# Problem to solve
Every record here needs to be duplicated exactly.

[[ Data to examine open ]]

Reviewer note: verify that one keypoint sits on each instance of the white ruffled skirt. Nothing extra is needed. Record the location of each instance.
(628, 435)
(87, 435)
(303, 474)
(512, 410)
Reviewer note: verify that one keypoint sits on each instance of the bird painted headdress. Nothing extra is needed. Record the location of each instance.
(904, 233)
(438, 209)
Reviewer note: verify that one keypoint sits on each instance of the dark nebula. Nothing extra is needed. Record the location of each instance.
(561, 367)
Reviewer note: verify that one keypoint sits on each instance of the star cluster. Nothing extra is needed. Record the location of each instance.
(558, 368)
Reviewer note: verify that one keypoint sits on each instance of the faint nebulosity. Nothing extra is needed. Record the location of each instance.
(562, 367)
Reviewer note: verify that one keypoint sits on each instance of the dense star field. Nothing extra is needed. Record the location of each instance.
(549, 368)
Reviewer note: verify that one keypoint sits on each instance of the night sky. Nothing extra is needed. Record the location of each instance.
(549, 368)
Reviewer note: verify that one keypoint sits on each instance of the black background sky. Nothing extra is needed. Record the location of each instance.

[[ Data to examine closed ]]

# Task output
Reviewer note: verify that one keypoint sits on each instance of the white ruffled skirt. Nothing extra is needed. Record the location of each instance.
(628, 435)
(87, 435)
(303, 474)
(512, 410)
Reviewer note: verify that one keypoint sits on each instance of the bird painted headdress. Nothing extra is needed. Record the location of each instance.
(904, 233)
(438, 209)
Reviewer note: verify that one keypoint sits on each instance of the dark nebula. Nothing extra is needed. Record the location of each instance.
(561, 367)
Reviewer note: verify that one keypoint sits on each instance of the star cluster. Nothing extra is needed. Record the location of each instance.
(558, 368)
Reviewer note: verify that one keypoint sits on each instance of the faint nebulosity. Nothing extra is needed. Record the location of each instance.
(562, 367)
Reviewer note: verify that one keypoint sits on each instance of the dense star field. Nothing extra is needed. Record the location of each instance.
(549, 368)
Reviewer note: verify that one keypoint sits on each instance of the night sky. Nothing extra is needed. Record the location of each instance.
(549, 368)
Reviewer note: verify that one keypoint sits on each instance of the black background sky. Nothing extra is needed. Record the location of each instance.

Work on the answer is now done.